» **PASSAGE SHOWN**:
.....
Stamp Category:  Commemorative
Set:  Endangered Species
Value:   32¢First-Class mail rate
First Day of Issue:  October 2, 1996
First Day City:  San Diego, California
Quantity Issued:  14,910,000
Printed by:  Ashton-Potter (USA) Ltd.
Printing Method:  Lithographed
Format:  Panes of 15 (3 across, 5 down) from printing plates of 90 (9 across, 10 down)
Perforations:  11.1 x 11

Why the stamp was issued:  The pane of 15 Endangered Species stamps was issued as part of the US Postal Service’s National Stamp Collecting Month.  The theme for 1996 was “Collect and Protect.”  The USPS hoped these stamps would appeal to children, who would then become lifelong stamp collectors. 

About the stamp design:  The stamps show photographs of 15 animal species that live in America and re threatened with extinction.  The photos were taken by James Balog.  The animals chosen for the stamps are from all major geographic areas of the US.  The pair of Piping plovers shown on the stamp lived at Lincoln Park Zoo in Chicago.

First Day City: The First Day of Issue ceremony took place at the San Diego Zoo.  In 1996, the zoo was celebrating its 80th birthday.  The country of Mexico issued its own pane of endangered species stamps on the same day and took part in the First Day of Issue ceremony.  (The stamps were not a joint issue.)  In addition to honored human guests, two sea lions, an Andean condor, and a North American timber wolf were also in attendance at the celebration.

Unusual fact about the Endangered Species stamps: The 1996 National Stamp Collecting Month was co-sponsored by the US Postal Service and the American Zoo and Aquarium Association.

About the Endangered Species Set: The species shown on the pane of Endangered Species stamps are: Black-footed Ferret, Schaus Swallowtail Butterfly, Brown Pelican, San Francisco Garter Snake, Ocelot, Gila Trout, Hawaiian Monk Seal, Thick-billed Parrot, California Condor, Wyoming Toad, Woodland Caribou, Florida manatee, Florida Panther, Piping Plover, and American Crocodile.  All of them are listed on the US Fish and Wildlife Service’s List of Endangered and Threatened Wildlife and Plants.
.....
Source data
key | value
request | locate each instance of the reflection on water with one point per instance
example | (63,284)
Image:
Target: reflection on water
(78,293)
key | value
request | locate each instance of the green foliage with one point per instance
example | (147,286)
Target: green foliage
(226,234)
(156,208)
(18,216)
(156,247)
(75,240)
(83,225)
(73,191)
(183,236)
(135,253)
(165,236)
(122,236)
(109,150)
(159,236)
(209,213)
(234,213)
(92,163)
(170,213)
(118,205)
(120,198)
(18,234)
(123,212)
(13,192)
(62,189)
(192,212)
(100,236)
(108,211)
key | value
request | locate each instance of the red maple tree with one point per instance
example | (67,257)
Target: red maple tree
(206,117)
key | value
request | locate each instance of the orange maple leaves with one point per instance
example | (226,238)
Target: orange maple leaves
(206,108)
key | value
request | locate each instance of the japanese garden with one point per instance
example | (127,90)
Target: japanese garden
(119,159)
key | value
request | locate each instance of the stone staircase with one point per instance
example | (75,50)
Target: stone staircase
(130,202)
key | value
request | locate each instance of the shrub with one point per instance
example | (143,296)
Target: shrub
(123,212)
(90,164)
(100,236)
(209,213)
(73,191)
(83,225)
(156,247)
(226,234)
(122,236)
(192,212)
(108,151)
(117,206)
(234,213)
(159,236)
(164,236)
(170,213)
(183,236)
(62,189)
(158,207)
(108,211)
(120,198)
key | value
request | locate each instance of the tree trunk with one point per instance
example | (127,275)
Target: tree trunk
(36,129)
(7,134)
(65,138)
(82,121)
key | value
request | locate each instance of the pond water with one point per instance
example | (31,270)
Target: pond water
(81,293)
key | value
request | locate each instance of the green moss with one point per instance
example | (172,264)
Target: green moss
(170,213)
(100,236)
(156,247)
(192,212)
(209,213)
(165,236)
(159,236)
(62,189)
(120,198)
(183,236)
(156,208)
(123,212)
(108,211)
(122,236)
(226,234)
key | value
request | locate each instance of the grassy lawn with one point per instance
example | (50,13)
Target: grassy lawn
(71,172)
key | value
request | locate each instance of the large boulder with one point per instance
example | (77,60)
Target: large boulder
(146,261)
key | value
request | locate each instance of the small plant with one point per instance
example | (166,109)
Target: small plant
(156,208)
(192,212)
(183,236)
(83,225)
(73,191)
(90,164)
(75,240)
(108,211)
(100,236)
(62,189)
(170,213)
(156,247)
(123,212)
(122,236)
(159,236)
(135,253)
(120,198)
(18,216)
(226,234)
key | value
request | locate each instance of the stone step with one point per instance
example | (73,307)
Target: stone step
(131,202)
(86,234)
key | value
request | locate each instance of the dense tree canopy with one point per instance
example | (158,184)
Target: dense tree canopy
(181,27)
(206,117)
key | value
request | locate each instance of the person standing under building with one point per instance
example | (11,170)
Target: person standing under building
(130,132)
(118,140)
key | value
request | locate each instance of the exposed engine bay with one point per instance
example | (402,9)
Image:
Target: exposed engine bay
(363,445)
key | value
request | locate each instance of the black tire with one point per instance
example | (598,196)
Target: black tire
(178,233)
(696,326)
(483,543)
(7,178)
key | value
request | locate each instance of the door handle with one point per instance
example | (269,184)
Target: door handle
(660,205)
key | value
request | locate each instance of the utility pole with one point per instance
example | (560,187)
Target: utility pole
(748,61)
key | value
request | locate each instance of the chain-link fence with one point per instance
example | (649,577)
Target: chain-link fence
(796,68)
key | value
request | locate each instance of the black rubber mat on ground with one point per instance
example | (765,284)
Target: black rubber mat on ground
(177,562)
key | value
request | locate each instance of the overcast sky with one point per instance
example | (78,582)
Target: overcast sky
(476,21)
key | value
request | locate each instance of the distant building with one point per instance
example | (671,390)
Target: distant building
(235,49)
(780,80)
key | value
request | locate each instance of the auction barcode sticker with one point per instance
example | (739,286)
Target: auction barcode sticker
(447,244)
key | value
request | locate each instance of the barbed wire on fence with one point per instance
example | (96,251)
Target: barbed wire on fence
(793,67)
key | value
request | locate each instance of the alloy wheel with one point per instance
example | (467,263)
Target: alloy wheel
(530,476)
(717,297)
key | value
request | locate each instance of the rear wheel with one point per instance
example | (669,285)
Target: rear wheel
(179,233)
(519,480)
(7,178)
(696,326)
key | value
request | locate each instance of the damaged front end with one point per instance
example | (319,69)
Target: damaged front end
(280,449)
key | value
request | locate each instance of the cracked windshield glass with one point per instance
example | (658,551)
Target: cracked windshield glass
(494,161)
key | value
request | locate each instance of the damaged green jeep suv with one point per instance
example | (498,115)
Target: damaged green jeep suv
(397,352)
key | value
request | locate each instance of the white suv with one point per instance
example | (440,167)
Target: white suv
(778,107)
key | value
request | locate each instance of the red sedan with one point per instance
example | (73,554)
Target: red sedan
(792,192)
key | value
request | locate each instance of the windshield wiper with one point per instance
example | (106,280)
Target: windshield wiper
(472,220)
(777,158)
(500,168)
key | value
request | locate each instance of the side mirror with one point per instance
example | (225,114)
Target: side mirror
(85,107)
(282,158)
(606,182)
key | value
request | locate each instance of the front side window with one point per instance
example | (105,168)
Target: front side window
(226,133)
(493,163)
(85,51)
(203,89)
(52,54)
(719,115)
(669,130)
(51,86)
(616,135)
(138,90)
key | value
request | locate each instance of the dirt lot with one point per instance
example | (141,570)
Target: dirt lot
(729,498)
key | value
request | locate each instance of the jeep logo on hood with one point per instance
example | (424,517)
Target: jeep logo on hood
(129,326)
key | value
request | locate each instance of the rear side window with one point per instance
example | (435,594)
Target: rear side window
.....
» **STATED EXERCISE 1**: According to the Endangered Species stamp description, where was the First Day of Issue ceremony held?
» **STATED EXERCISE 2**: Based on the Endangered Species stamp description, why did the US Postal Service issue the pane of 15 stamps?
» **STATED EXERCISE 3**: Resume the Endangered Species stamp description after its last sentence.

» **REPLY 1**: It was held at the San Diego Zoo.

» **REPLY 2**: The pane was issued as part of the Postal Service's National Stamp Collecting Month, whose 1996 theme was "Collect and Protect." The USPS hoped the stamps would appeal to children, who would then become lifelong stamp collectors.

» **REPLY 3**:
History this stamp represents: Named for its distinctive “piping” call, the piping plover nests mostly on the shores of the Atlantic Ocean and along the inland rivers of the Great Plains.  A few families have also been found scattered among the Great Lakes.  Migrating south, plovers winter along the Gulf coast from Florida to northern Mexico, as well as on the Atlantic coast from North Carolina to the West Indies.
Uncontrolled hunting during the early part of the century nearly led to the disappearance of these tiny birds.  Protected by the Migratory Bird Treaty Act, the plover recovered from its near extinction, only to fall prey to other harder-to-regulate threats: waterfront development and recreation.  Roads and beachfront homes encroach upon the plover’s habitat, leaving few suitable areas for nesting.  Visitors disturb the nests, and unleashed pets prey on the chicks, as do other predators attracted by garbage and litter, such as foxes, skunks, and rats.
To minimize nesting disturbance, conservationists have begun building fences, limiting recreation, enforcing leash laws, and removing garbage.  These efforts appear successful along the Atlantic coast where the plover population is showing signs of recovery.  However, the Great Plains population continues to decrease, and numbers along the Great Lakes are perilously low at just 20 pairs.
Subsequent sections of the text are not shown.